START LISTED RECORDS

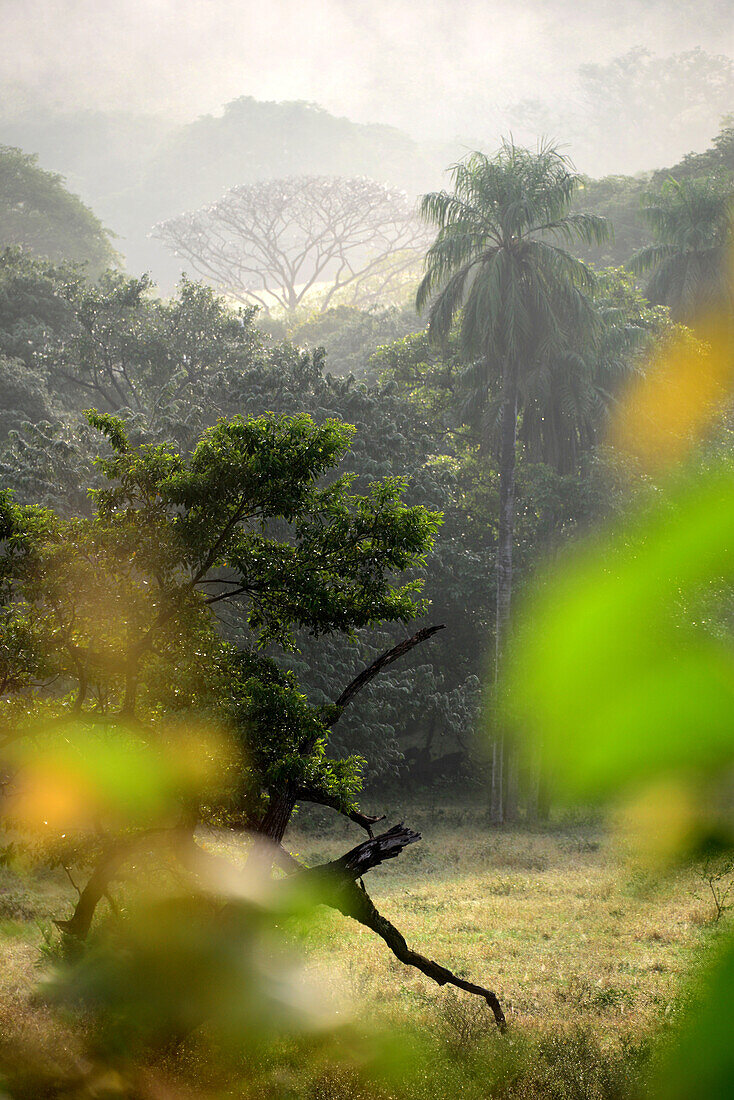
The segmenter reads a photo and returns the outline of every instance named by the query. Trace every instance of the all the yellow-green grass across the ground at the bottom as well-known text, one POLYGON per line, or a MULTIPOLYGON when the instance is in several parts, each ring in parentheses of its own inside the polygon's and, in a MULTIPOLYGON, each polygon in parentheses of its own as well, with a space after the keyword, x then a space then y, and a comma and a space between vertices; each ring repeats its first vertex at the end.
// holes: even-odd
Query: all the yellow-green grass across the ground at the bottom
MULTIPOLYGON (((256 1072, 250 1067, 247 1088, 240 1079, 228 1091, 195 1094, 627 1096, 647 1036, 675 1016, 693 961, 727 923, 715 925, 694 871, 654 881, 621 859, 598 824, 493 829, 481 803, 456 796, 403 801, 399 813, 387 809, 388 824, 405 817, 424 838, 371 872, 365 884, 410 946, 496 991, 513 1038, 496 1038, 476 998, 439 989, 394 959, 368 930, 319 910, 316 921, 291 927, 308 968, 358 1032, 369 1025, 386 1034, 406 1026, 423 1033, 431 1045, 420 1080, 412 1079, 409 1092, 394 1082, 377 1087, 364 1067, 354 1068, 351 1054, 317 1056, 294 1040, 263 1056, 256 1072), (494 1074, 489 1092, 487 1067, 494 1074)), ((357 827, 315 809, 297 816, 288 836, 309 862, 361 839, 357 827)), ((205 843, 242 857, 234 834, 211 834, 205 843)), ((68 915, 73 902, 61 871, 22 880, 0 871, 0 1015, 24 1021, 41 1042, 51 1018, 33 999, 39 964, 52 917, 68 915)), ((62 1046, 70 1049, 75 1042, 67 1035, 62 1046)), ((175 1072, 198 1080, 204 1062, 191 1057, 175 1072)), ((41 1096, 36 1085, 10 1094, 34 1097, 34 1088, 41 1096)))

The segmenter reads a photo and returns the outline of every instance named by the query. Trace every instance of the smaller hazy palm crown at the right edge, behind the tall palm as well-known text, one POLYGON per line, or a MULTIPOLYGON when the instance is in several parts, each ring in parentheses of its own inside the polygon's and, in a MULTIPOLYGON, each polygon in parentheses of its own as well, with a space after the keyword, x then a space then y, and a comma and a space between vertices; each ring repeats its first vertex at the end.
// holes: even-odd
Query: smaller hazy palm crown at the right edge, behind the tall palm
POLYGON ((653 272, 647 296, 689 321, 725 296, 726 249, 731 241, 731 180, 669 179, 643 209, 655 243, 632 258, 632 270, 653 272))

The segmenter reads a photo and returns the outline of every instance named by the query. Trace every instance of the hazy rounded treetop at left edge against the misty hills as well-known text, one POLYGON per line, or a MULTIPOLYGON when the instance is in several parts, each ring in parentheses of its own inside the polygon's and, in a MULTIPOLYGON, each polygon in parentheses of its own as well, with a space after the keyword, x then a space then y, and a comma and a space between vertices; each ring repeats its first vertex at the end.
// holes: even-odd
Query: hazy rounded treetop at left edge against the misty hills
POLYGON ((0 248, 7 246, 86 264, 91 275, 116 260, 109 232, 61 176, 40 168, 37 157, 0 145, 0 248))

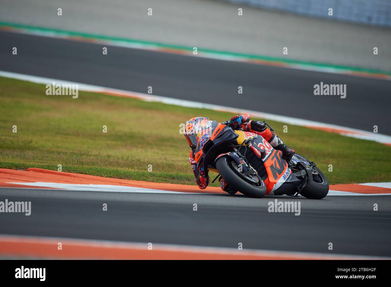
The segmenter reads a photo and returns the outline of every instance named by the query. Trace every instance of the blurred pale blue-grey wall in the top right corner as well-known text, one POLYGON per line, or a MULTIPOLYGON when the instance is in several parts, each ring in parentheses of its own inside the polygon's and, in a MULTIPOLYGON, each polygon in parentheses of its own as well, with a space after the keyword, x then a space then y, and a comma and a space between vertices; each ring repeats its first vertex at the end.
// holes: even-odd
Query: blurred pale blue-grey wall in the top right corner
POLYGON ((221 0, 331 20, 391 27, 390 0, 221 0), (333 9, 333 16, 328 9, 333 9))

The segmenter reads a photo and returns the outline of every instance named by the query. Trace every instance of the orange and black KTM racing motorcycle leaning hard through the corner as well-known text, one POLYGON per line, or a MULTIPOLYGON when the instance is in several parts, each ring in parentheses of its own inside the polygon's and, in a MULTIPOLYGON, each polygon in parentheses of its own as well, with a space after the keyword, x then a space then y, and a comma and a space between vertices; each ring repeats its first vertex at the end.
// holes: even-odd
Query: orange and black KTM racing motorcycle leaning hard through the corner
POLYGON ((212 182, 224 178, 235 191, 253 198, 300 194, 321 199, 327 195, 327 178, 314 162, 297 153, 287 162, 264 137, 234 130, 232 125, 209 121, 197 132, 196 168, 204 170, 205 176, 209 171, 218 173, 212 182))

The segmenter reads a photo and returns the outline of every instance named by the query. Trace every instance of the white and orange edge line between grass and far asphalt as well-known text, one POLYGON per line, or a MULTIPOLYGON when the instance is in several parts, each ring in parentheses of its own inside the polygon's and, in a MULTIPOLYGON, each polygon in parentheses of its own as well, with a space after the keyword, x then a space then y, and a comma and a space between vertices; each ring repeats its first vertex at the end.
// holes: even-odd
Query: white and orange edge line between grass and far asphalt
POLYGON ((81 91, 90 91, 90 92, 96 92, 96 93, 112 93, 112 94, 118 94, 118 95, 122 95, 122 96, 129 96, 129 97, 133 97, 133 98, 138 98, 140 100, 144 100, 147 102, 161 102, 161 103, 167 103, 170 105, 178 105, 181 107, 211 109, 214 111, 232 112, 234 114, 248 113, 251 116, 254 116, 257 118, 271 119, 274 121, 288 123, 291 125, 298 125, 298 126, 303 126, 303 127, 330 128, 330 129, 340 130, 341 132, 339 132, 339 134, 341 134, 341 135, 345 135, 348 137, 355 137, 357 139, 366 139, 369 141, 376 141, 378 143, 391 145, 391 136, 389 136, 389 135, 377 134, 374 132, 368 132, 365 130, 358 130, 355 128, 342 127, 339 125, 326 124, 326 123, 321 123, 318 121, 310 121, 307 119, 298 119, 298 118, 292 118, 292 117, 287 117, 287 116, 280 116, 280 115, 276 115, 276 114, 269 114, 269 113, 265 113, 265 112, 243 110, 243 109, 237 109, 237 108, 233 108, 233 107, 225 107, 225 106, 212 105, 212 104, 200 103, 200 102, 192 102, 192 101, 187 101, 187 100, 179 100, 176 98, 169 98, 169 97, 163 97, 163 96, 157 96, 157 95, 151 95, 151 94, 143 94, 143 93, 137 93, 137 92, 131 92, 131 91, 124 91, 124 90, 119 90, 119 89, 110 89, 107 87, 94 86, 94 85, 88 85, 88 84, 82 84, 82 83, 70 82, 70 81, 66 81, 66 80, 59 80, 59 79, 52 79, 52 78, 37 77, 37 76, 12 73, 12 72, 7 72, 7 71, 0 71, 0 76, 6 77, 6 78, 14 78, 14 79, 18 79, 18 80, 25 80, 25 81, 29 81, 29 82, 38 83, 38 84, 45 84, 45 85, 52 84, 52 82, 56 82, 56 84, 59 84, 59 85, 74 84, 74 85, 78 85, 79 90, 81 90, 81 91))

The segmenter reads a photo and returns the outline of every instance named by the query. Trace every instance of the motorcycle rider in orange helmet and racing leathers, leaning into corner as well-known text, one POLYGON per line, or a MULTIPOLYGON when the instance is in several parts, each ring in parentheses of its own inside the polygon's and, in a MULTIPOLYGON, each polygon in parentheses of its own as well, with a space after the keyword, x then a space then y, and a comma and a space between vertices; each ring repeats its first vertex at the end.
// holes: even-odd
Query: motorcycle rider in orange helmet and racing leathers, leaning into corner
MULTIPOLYGON (((197 132, 199 130, 205 130, 208 127, 209 119, 204 117, 195 117, 187 121, 185 126, 185 138, 189 144, 191 150, 189 154, 189 162, 192 166, 195 180, 200 189, 205 189, 209 184, 209 176, 205 176, 204 168, 200 167, 199 170, 196 169, 195 162, 195 148, 197 147, 197 132)), ((269 130, 265 123, 262 121, 250 121, 250 116, 248 114, 241 114, 233 116, 230 120, 232 123, 231 127, 235 130, 240 128, 246 132, 252 132, 254 134, 261 135, 264 137, 276 150, 282 151, 282 155, 285 160, 289 161, 294 155, 295 151, 286 146, 278 135, 274 134, 269 130)), ((235 194, 237 191, 233 190, 230 185, 228 185, 224 179, 221 180, 221 189, 226 191, 229 194, 235 194)))

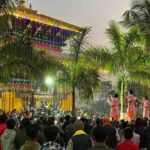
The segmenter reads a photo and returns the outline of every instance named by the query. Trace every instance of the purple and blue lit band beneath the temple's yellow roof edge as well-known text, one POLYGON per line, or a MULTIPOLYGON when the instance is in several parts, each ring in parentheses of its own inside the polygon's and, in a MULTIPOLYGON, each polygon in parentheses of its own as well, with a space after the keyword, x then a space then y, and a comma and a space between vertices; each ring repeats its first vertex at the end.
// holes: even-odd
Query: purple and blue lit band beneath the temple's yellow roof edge
POLYGON ((47 26, 38 22, 31 22, 26 18, 12 17, 12 24, 15 27, 15 34, 22 34, 25 30, 29 30, 32 39, 44 45, 53 45, 56 47, 66 46, 65 41, 76 34, 70 30, 60 29, 57 26, 47 26), (45 26, 45 27, 44 27, 45 26))

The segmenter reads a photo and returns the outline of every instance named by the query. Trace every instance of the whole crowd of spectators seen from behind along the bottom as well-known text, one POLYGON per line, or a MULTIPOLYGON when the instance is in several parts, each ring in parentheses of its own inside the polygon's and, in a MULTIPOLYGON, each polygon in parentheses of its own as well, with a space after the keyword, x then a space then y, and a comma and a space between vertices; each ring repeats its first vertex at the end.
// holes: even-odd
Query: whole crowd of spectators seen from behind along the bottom
POLYGON ((147 118, 0 115, 0 150, 150 150, 147 118))

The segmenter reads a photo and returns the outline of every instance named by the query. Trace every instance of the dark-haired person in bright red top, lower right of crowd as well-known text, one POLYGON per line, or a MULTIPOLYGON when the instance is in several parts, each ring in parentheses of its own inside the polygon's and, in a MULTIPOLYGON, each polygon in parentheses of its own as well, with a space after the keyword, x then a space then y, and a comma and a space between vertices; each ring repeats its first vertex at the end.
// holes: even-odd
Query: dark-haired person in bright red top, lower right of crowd
POLYGON ((135 144, 131 139, 133 137, 133 130, 127 127, 124 130, 125 140, 117 145, 117 150, 139 150, 137 144, 135 144))

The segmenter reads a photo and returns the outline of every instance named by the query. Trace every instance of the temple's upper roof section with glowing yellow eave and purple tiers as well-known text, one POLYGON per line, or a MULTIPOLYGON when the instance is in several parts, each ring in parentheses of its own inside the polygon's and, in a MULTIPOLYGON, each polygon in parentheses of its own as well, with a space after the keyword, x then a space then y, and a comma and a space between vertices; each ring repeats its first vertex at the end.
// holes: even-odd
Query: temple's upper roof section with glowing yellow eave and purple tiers
POLYGON ((83 30, 78 26, 38 14, 31 4, 29 8, 25 7, 24 0, 20 1, 12 14, 11 23, 16 36, 28 31, 36 48, 46 49, 53 56, 60 58, 63 57, 62 49, 67 45, 67 41, 83 30))

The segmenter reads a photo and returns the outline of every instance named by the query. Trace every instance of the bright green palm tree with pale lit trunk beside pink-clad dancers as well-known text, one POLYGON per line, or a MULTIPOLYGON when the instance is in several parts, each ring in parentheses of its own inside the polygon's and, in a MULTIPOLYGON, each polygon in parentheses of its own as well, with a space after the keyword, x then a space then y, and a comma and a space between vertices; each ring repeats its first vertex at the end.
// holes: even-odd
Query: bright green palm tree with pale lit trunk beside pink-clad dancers
POLYGON ((86 52, 88 60, 116 76, 120 83, 121 117, 123 117, 124 95, 129 82, 149 86, 150 55, 145 52, 143 38, 138 28, 134 27, 124 33, 115 22, 111 22, 107 35, 111 48, 92 47, 86 52))

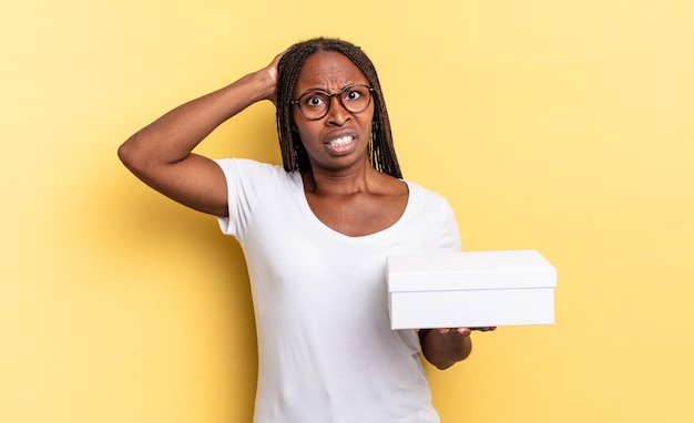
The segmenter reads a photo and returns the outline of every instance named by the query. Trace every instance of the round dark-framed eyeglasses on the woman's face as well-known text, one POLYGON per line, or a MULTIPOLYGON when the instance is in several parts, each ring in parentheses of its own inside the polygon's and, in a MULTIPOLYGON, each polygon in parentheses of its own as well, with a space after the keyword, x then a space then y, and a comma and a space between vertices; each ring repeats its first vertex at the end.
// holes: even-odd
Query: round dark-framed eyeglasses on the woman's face
POLYGON ((293 100, 292 104, 299 106, 302 114, 309 121, 323 118, 330 110, 334 96, 339 104, 350 113, 361 113, 371 104, 374 89, 364 84, 349 84, 337 93, 326 93, 322 90, 308 90, 293 100))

END LISTED RECORDS

TASK TO COMPLETE: Your answer is the exact run of lines above from the one with "Query: hazy rounded" through the one with "of the blurred", both ends included, minus any picture.

RESPONSE:
Query: hazy rounded treetop at left edge against the misty hills
POLYGON ((0 248, 7 246, 86 264, 91 275, 116 260, 109 232, 61 176, 40 168, 37 157, 0 145, 0 248))

The segmenter reads a photo and returns the outline of every instance named by the query. Trace every instance of the blurred pale blue-grey wall in the top right corner as well-known text, one POLYGON per line, or a MULTIPOLYGON when the instance is in several parts, each ring in parentheses of its own inside the polygon's and, in a MULTIPOLYGON, each polygon in parentheses of its own as well, with a space after the keyword, x then a space then y, and a comma and a space between vertices; each ring repeats its first vertex at the end.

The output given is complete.